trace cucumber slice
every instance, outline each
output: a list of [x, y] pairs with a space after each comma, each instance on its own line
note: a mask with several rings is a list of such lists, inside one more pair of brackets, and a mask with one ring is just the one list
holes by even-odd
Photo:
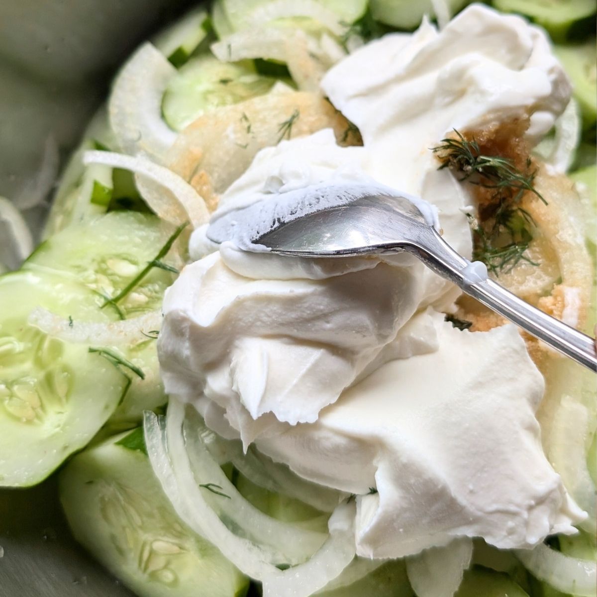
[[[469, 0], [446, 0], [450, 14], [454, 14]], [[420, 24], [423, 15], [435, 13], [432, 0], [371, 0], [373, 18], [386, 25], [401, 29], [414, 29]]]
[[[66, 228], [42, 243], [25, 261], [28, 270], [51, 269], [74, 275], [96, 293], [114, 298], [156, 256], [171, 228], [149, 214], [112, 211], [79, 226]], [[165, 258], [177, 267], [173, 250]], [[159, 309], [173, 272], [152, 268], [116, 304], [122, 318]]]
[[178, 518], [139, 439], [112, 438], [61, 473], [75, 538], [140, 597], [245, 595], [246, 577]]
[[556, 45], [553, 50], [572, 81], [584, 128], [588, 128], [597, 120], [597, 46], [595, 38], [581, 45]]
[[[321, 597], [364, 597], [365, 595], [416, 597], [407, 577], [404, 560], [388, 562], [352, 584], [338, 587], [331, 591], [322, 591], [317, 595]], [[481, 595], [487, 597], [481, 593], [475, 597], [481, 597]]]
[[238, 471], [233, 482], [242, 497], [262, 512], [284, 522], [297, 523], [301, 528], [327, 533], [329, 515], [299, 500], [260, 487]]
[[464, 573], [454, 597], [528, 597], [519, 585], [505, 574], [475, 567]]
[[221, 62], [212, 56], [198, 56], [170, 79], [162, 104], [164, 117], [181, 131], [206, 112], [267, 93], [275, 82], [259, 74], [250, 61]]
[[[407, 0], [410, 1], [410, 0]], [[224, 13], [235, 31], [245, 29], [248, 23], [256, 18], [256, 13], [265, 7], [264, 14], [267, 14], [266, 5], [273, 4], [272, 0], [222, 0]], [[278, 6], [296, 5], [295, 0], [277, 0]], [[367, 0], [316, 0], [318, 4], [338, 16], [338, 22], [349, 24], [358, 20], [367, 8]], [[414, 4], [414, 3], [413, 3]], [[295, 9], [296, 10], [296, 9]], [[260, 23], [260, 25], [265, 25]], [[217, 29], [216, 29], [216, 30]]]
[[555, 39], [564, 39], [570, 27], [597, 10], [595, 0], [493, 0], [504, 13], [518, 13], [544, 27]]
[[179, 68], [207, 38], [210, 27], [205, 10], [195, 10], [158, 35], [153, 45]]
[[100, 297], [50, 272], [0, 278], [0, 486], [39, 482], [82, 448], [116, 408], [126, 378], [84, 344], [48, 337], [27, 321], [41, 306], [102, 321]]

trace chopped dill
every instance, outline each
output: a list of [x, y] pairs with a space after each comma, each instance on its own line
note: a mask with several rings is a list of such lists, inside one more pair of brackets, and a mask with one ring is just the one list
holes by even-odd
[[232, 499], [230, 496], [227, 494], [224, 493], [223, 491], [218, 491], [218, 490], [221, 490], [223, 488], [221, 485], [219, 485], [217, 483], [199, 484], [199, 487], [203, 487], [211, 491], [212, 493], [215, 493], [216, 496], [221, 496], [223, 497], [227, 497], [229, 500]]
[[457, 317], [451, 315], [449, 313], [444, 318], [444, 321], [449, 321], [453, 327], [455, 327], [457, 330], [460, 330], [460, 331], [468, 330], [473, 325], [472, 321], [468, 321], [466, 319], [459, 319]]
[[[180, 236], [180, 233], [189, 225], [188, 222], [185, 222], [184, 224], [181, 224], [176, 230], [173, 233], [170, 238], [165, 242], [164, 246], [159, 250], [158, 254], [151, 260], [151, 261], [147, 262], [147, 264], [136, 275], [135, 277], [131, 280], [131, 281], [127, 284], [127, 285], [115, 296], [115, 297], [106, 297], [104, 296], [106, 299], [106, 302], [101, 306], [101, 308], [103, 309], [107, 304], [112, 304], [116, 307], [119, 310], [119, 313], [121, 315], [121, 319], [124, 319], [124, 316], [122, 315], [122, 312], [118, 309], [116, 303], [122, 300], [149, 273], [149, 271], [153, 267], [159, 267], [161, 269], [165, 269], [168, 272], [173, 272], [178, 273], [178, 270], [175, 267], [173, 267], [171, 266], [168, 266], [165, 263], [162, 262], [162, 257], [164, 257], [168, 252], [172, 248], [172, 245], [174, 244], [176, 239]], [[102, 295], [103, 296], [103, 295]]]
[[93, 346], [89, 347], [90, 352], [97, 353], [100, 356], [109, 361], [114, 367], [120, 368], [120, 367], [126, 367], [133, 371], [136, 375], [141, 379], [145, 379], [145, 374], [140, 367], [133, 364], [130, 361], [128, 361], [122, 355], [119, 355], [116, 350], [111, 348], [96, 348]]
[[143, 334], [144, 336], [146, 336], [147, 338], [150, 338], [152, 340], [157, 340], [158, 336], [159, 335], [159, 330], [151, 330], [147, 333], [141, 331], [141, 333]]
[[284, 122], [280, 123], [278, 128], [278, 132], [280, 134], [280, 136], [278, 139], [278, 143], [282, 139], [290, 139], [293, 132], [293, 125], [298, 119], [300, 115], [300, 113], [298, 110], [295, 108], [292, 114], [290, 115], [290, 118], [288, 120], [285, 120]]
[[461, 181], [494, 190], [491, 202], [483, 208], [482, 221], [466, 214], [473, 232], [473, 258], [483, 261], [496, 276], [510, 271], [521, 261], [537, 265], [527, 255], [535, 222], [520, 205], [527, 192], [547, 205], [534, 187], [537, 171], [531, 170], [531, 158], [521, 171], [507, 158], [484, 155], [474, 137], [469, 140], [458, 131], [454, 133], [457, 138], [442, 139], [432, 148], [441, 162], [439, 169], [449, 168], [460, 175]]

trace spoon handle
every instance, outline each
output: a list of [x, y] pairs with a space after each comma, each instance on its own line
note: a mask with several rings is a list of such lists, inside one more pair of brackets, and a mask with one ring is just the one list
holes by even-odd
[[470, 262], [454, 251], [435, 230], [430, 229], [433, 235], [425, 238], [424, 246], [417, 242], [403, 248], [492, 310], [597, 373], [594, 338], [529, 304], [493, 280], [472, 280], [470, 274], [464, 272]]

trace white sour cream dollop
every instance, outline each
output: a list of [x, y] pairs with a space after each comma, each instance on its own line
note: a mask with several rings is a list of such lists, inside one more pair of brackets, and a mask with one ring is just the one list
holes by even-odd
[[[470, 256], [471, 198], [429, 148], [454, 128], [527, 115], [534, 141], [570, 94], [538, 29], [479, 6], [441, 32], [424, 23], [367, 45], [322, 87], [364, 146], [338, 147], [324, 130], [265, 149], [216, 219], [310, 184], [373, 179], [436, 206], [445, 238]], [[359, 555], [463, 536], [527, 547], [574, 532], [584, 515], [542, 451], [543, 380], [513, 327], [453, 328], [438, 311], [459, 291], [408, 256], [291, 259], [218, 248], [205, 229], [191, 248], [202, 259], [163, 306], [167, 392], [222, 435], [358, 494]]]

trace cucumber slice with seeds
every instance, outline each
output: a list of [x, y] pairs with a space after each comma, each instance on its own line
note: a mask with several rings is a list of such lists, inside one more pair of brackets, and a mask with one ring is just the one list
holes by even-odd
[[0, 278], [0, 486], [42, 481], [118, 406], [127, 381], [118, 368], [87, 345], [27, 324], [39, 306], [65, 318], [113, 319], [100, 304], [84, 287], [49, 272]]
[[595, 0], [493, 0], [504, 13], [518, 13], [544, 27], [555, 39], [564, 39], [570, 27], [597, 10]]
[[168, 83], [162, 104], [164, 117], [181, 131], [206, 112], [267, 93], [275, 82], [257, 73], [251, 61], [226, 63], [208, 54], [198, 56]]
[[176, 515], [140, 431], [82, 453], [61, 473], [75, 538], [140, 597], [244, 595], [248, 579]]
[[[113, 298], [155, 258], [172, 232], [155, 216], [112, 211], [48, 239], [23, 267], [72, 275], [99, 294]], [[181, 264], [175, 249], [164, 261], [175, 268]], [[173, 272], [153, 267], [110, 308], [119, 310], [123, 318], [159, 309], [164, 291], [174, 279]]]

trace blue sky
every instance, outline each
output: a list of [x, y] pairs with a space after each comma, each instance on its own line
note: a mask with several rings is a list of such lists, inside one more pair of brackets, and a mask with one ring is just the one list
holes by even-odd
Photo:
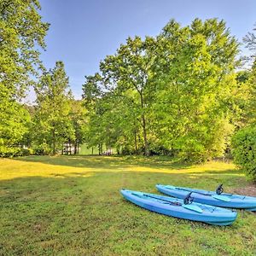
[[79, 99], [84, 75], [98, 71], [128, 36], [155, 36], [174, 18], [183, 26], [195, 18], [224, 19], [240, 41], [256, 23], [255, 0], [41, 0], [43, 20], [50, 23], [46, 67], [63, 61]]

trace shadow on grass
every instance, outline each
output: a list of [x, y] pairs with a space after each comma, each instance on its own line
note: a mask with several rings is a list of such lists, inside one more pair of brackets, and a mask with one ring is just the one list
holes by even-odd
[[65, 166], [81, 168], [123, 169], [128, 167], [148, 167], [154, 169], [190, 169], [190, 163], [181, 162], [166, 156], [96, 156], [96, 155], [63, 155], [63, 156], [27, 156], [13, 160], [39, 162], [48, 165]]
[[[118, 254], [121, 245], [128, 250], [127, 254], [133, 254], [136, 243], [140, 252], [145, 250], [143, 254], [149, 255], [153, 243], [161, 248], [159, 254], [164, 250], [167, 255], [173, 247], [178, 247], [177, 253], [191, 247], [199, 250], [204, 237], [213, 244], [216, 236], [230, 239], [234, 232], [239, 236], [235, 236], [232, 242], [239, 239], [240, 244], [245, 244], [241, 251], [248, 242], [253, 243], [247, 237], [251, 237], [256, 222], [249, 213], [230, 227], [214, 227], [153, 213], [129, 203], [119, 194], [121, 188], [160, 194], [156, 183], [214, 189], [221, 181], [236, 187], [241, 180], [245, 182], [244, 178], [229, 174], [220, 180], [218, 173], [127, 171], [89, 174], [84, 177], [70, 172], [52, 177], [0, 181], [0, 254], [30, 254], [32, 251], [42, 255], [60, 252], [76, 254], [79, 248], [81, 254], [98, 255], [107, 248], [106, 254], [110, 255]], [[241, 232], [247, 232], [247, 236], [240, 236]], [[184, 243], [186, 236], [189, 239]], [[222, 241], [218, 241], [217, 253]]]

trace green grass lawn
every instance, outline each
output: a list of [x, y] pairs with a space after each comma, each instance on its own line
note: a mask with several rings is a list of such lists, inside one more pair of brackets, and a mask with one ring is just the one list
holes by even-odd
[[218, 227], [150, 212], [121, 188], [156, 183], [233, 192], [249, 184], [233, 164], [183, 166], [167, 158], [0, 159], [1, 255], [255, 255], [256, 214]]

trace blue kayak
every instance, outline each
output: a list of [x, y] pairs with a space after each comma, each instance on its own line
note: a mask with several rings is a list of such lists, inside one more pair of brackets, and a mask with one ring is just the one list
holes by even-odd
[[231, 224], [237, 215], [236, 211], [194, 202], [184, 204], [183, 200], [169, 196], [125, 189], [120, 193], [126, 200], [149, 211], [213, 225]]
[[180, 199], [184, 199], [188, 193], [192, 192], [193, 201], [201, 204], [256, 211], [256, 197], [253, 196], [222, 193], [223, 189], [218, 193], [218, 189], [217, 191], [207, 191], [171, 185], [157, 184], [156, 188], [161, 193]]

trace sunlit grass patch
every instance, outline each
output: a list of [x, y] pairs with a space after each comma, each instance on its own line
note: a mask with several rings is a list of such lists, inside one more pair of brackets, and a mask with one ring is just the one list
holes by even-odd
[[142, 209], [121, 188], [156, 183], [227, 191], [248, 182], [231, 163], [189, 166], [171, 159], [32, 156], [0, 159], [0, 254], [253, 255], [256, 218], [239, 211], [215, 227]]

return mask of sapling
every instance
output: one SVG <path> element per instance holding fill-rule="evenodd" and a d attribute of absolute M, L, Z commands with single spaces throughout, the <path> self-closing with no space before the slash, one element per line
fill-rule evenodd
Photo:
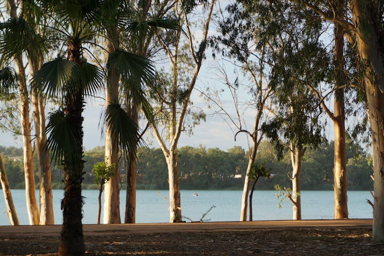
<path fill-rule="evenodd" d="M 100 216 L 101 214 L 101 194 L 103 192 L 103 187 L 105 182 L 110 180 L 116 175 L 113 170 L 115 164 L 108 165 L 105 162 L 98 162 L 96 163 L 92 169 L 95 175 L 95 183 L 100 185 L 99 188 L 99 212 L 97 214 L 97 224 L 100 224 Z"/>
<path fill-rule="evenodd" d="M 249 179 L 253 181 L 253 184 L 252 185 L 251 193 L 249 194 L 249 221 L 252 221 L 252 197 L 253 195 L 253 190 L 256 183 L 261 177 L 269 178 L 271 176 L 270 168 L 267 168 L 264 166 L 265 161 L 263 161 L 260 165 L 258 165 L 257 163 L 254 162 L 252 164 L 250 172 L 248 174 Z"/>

TASK DESCRIPTION: Report every line of the rows above that contains the string "slice". Case counts.

WRITTEN SOLUTION:
trace cucumber slice
trace cucumber slice with seeds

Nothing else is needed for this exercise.